**PAGE EXTRACT:**
How to Make a Force Gauge for an Arbor Press
By Ned Gorski
Why Make a Force Gauge for Your Arbor Press?This project will show you how to take a couple commonly available devices, and create a homemade force gauge, for about half the price of what you can buy one for. Plus it's fun to make some of our own tools.
The Force Gauge We'll be Making, Being Used with a Modified Arbor Press
There are two main reasons for using a force gauge on any kind of press when we are making fireworks:
- So that the firework will actually work properly.
- Consistency. So that we can make the same kind of firework, and have it function consistently every time.
What Does "Force Gauge" Mean?Often, in the specifications for making a particular device such as a whistle or strobe rocket, you'll hear something like, "Press the fuel increments to 7500 PSI (pounds per square inch) on the composition."
What does that mean? How do we achieve it, and know we've accomplished it?
Well, first, you need to know that it is not as easy as simply placing your force in the press, pressing down on it, and reading the pounds per square inch. Nope. I wish it were that simple, but it's not. There are other variables you need to take into account.
The tooling we use to press such devices has a particular area on its end. Let's say we are using a solid 1/2-inch rammer. The diameter of the end of the rammer is 1/2 inch. Its radius is half the diameter, or 1/4 inch. The area of that end is Pi (3.1416) times the radius squared, 3.1416 x 0.25 x 0.25, which is equal to 0.196 square inches. For our purposes, we can round that area off to 0.2 square inches.
For comparison purposes, a 3/4-inch diameter rammer has an end area of 0.44 square inches, slightly more than twice as much area as the 1/2-inch diameter rammer.
If we apply one pound of weight (force) to the top end of our 1/2-inch rammer, that one pound will be applied to 0.2 square inches of area. 1 pound, over 0.2 square inches, or 1 / 0.2, equals 5 pounds per square inch of pressure.
The reverse of that would be done this way. We want, let's say 5 PSI on the composition we are pressing with a 1/2-inch rammer. 5 PSI = X / 0.2 square inches. Multiply both sides by 0.2, and we get 0.2 x 5 = X. X equals 1 pound. We need to apply one pound of force to the 1/2-inch rammer to develop 5 PSI of pressure on the composition.
Force is the number of pounds of weight we apply to some tooling. Pressure is the number of pounds per square inch that is then applied by the tooling to a composition.
Force (pounds) applied to an area (square inches) equals pounds-per-square-inch, Pressure.
If our device specs ask us to apply 7500 pounds per square inch on the composition that will be pressed by our rammer, then we need to know how many pounds of force to apply. Let's say we are using 1/2-inch tooling. 7500 PSI = X pounds of force / 0.2 square inches of area. Multiply both sides by the 0.2, to get 0.2 x 7500 = X pounds of force, so X = 1500 pounds of force. We need to apply that 1500 pounds of force to our 1/2-inch tooling to generate our desired 7500 PSI of pressure on our composition.

**PROBLEM DESCRIPTION:** For each statement, decide whether it agrees with the article on making a force gauge, and answer yes or no with the article's deciding words quoted. 1. The homemade gauge costs about a third of the price of a purchased one. 2. A 3/4-inch diameter rammer has an end area of 0.44 square inches. 3. Producing 7500 PSI with 1/2-inch tooling takes 1500 pounds of force.

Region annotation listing
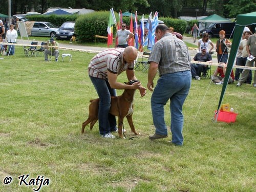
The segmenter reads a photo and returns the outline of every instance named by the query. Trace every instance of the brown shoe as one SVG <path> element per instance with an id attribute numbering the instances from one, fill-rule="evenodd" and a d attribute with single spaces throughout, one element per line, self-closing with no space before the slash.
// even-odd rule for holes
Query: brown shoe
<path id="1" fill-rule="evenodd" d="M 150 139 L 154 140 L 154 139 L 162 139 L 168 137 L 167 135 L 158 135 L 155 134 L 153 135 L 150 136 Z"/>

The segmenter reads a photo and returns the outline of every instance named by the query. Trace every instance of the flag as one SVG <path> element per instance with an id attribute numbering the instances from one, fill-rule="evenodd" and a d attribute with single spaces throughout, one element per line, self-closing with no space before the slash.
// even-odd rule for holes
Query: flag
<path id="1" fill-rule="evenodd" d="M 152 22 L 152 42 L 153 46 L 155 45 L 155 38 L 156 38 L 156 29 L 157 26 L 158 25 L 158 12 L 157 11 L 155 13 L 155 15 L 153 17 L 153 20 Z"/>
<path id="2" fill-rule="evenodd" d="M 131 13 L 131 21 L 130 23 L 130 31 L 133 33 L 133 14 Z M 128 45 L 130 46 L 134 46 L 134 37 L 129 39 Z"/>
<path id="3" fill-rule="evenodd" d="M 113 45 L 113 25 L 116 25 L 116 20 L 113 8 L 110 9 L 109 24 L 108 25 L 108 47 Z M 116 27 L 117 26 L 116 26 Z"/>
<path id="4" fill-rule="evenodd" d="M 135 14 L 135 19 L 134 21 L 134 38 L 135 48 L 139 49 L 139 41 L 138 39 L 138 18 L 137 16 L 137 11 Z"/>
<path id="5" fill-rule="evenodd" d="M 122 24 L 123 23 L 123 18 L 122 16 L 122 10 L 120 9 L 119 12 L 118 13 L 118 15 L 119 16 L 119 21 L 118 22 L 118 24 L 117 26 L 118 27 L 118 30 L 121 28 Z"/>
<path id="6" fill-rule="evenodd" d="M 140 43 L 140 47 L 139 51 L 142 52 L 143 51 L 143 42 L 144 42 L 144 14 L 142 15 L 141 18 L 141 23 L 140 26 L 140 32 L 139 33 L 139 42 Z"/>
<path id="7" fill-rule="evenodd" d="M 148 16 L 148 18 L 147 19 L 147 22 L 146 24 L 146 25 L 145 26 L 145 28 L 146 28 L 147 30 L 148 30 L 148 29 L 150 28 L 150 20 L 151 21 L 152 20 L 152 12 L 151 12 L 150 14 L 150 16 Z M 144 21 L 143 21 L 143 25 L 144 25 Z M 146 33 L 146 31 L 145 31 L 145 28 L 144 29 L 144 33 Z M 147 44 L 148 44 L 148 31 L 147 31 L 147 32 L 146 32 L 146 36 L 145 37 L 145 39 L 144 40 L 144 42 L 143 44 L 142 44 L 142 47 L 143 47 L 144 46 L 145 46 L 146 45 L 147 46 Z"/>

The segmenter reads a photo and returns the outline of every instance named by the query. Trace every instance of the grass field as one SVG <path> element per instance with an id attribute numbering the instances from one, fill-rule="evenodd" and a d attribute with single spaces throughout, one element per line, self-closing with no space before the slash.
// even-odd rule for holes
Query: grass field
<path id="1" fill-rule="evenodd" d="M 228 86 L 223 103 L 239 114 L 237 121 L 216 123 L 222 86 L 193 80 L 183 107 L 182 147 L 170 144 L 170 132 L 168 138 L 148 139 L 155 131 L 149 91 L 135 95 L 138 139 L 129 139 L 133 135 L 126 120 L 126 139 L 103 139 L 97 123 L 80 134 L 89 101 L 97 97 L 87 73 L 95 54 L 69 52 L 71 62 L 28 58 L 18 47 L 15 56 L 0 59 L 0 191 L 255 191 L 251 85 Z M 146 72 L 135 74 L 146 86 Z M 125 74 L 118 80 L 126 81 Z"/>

* * *

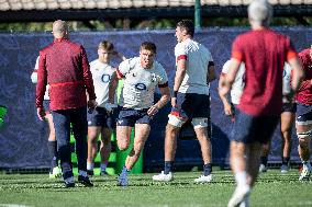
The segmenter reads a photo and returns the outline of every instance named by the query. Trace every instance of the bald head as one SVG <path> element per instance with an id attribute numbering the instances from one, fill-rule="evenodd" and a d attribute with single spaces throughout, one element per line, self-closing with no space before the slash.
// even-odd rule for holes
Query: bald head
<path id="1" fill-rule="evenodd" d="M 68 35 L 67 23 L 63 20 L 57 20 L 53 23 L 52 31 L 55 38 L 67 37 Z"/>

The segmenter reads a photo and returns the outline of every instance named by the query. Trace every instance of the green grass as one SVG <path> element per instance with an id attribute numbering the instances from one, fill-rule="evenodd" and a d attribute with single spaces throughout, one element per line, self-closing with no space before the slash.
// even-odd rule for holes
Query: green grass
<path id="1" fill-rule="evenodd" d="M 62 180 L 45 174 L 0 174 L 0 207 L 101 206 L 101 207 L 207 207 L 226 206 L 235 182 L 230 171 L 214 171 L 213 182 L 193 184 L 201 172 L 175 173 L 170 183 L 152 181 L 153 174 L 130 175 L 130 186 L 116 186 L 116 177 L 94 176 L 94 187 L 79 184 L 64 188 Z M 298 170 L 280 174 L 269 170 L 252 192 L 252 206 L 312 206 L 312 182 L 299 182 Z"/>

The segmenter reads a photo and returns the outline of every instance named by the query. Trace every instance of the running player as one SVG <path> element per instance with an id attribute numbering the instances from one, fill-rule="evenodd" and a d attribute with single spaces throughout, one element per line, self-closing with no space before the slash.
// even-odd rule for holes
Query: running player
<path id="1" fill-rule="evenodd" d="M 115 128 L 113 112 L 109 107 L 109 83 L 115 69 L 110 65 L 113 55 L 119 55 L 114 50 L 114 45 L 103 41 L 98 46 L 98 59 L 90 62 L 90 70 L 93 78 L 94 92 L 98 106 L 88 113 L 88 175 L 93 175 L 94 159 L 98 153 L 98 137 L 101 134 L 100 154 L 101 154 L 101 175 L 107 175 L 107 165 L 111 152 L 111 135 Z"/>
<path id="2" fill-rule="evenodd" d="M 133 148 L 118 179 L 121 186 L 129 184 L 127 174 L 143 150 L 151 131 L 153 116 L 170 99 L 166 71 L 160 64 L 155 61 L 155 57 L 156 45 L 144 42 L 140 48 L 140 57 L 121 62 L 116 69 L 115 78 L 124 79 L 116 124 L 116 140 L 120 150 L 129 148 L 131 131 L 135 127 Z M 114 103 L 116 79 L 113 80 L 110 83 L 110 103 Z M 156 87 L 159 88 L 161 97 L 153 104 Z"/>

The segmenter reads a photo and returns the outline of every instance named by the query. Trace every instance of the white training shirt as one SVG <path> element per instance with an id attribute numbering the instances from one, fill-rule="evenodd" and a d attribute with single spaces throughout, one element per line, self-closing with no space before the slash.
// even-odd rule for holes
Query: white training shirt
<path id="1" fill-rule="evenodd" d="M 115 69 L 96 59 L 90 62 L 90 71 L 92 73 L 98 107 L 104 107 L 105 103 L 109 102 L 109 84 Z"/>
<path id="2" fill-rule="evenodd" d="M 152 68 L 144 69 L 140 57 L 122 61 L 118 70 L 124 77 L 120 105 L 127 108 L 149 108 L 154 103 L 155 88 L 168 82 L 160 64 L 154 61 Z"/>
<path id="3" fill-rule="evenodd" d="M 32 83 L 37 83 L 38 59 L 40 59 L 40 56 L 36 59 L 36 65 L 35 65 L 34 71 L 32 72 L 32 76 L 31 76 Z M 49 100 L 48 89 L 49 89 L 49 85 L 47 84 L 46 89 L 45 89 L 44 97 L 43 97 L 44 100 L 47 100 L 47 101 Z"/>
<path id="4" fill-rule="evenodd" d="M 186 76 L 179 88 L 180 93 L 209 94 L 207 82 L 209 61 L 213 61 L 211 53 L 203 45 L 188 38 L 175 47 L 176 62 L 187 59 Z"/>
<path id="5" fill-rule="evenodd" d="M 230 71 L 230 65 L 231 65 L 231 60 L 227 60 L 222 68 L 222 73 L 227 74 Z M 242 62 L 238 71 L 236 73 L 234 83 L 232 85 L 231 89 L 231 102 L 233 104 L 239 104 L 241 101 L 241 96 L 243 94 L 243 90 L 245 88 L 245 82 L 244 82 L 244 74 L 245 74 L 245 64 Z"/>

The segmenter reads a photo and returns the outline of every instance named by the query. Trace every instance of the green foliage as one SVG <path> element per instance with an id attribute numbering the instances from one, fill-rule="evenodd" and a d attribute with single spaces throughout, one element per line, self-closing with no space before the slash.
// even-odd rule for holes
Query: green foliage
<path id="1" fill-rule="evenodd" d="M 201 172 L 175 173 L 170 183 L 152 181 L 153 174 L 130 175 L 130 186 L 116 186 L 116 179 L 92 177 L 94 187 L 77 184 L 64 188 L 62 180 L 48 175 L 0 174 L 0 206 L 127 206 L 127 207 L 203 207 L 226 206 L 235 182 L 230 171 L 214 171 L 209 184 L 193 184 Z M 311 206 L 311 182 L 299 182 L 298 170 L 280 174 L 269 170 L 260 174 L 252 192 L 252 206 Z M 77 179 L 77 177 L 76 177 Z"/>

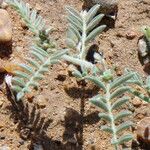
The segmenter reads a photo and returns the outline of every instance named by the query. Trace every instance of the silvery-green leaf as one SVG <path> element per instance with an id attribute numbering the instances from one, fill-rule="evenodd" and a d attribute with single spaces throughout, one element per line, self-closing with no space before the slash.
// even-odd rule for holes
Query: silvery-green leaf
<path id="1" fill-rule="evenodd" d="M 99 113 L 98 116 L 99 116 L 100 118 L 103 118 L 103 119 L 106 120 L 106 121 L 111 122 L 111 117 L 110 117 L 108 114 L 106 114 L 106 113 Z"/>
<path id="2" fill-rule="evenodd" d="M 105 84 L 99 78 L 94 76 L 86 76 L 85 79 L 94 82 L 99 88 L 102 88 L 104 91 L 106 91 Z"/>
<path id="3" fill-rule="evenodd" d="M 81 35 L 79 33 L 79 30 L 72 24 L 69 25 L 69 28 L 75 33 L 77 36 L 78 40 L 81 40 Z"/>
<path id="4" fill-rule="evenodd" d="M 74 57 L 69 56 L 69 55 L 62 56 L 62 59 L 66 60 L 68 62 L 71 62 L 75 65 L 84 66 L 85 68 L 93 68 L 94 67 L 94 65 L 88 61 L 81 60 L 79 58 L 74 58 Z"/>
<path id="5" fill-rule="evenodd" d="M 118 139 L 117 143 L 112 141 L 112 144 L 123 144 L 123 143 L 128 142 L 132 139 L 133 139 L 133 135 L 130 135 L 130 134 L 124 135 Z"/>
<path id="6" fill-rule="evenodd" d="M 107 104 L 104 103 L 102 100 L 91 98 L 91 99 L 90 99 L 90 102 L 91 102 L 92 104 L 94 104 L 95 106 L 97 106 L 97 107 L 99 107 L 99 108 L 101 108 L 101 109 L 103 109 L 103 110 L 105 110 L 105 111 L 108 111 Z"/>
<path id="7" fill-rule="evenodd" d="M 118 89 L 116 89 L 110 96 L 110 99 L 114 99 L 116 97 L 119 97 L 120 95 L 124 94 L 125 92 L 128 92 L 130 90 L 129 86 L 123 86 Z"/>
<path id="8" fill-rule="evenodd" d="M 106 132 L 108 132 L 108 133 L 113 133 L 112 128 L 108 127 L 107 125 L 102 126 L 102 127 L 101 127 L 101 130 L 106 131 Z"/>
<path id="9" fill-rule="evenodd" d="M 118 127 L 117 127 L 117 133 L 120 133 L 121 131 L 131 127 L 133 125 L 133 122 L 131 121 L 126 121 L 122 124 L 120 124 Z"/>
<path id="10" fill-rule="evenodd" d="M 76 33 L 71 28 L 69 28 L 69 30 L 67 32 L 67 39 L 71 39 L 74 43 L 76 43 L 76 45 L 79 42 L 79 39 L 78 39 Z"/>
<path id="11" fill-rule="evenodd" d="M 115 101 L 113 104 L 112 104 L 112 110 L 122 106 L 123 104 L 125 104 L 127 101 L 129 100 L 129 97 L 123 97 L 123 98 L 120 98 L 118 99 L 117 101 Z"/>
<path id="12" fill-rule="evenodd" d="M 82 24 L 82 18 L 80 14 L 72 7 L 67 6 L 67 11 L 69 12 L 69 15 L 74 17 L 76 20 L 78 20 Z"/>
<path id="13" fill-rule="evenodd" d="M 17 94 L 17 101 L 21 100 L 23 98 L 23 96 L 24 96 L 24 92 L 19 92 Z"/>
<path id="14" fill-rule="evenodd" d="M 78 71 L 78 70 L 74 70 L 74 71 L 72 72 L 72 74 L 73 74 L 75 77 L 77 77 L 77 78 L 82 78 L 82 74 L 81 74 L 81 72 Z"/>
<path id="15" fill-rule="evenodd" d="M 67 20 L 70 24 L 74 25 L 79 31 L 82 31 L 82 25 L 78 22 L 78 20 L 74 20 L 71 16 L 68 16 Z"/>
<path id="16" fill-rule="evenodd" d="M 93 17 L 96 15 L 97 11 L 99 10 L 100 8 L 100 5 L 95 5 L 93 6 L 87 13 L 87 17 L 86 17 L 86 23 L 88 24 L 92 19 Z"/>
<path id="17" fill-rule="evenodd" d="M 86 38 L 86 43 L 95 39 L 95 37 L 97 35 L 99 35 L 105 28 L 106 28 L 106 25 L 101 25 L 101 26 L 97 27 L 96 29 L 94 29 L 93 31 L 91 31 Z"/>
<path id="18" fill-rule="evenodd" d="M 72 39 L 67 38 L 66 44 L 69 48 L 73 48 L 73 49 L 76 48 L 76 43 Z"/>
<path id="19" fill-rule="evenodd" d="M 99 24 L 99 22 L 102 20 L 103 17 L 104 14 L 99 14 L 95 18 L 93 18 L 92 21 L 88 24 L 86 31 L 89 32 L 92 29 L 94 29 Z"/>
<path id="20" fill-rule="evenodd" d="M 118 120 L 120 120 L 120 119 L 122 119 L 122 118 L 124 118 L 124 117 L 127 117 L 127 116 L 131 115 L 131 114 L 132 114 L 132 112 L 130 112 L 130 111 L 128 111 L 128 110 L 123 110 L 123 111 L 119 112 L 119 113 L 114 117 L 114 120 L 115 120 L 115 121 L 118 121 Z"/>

---

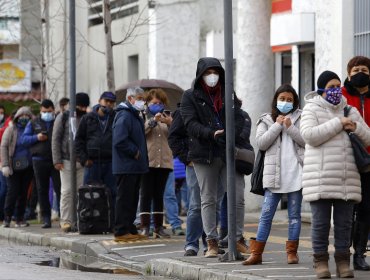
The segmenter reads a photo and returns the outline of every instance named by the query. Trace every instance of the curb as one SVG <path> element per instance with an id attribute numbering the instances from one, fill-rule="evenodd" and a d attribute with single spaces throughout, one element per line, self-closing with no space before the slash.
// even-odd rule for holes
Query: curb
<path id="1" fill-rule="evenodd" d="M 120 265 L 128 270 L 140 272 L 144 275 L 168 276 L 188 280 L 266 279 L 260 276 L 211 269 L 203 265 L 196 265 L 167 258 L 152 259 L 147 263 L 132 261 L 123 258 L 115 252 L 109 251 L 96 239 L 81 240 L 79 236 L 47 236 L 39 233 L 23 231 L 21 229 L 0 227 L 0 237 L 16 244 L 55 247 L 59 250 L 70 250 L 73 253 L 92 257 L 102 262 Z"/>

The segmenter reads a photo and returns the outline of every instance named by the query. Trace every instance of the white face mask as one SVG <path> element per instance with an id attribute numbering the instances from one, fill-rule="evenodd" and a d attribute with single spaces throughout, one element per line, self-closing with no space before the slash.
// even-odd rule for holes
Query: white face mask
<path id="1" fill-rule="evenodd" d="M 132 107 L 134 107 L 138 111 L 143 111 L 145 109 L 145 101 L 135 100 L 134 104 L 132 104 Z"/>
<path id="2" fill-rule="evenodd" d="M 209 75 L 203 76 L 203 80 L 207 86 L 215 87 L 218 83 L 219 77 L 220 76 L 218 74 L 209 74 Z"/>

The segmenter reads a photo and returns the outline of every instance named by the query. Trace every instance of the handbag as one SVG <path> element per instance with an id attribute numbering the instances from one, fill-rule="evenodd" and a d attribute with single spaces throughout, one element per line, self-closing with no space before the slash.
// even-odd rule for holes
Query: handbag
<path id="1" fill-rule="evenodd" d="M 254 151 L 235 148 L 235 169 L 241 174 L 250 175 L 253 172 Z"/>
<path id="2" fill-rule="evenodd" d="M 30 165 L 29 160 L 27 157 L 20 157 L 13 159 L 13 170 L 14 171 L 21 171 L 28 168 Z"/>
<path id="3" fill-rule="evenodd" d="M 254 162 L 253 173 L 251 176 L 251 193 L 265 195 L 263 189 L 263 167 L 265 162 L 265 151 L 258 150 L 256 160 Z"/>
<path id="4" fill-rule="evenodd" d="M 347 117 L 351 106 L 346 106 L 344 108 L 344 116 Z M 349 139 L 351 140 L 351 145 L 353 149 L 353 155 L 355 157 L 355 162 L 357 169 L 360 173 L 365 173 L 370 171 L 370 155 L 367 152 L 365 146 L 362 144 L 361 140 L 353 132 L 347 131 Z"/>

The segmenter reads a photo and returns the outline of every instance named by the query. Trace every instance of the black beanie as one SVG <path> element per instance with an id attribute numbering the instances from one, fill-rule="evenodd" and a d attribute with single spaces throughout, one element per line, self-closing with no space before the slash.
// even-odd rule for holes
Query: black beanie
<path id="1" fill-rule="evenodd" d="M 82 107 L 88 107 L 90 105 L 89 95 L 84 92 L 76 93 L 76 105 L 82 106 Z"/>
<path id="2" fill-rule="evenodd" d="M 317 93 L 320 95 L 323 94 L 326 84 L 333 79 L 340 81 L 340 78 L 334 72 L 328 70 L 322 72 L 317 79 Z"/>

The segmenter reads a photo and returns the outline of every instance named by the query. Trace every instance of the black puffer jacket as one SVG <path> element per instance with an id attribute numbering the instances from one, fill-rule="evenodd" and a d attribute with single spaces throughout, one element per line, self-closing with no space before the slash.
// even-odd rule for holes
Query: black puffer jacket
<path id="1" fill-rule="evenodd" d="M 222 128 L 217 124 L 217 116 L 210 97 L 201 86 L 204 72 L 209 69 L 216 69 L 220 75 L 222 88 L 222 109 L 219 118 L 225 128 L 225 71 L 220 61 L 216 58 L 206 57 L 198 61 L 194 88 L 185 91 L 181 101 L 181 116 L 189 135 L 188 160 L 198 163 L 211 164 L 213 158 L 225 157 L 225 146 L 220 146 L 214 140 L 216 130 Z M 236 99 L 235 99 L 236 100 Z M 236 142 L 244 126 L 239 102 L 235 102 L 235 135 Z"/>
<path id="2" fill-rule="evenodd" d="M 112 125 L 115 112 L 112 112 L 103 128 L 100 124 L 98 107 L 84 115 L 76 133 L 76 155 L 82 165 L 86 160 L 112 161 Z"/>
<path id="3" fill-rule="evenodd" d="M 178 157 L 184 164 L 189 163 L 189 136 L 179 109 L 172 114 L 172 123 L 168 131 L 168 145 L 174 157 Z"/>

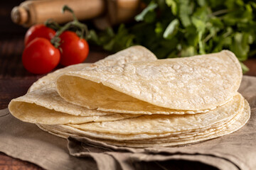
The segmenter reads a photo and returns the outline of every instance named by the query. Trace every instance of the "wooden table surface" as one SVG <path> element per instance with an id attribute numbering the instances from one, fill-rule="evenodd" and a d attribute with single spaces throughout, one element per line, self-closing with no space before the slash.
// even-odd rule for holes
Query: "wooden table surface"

**SOLUTION FOR THIS EXERCISE:**
1. No: "for about half the price of what you can buy one for"
2. Yes: "a 3/4-inch diameter rammer has an end area of 0.44 square inches"
3. Yes: "We need to apply that 1500 pounds of force to our 1/2-inch tooling to generate our desired 7500 PSI of pressure on our composition."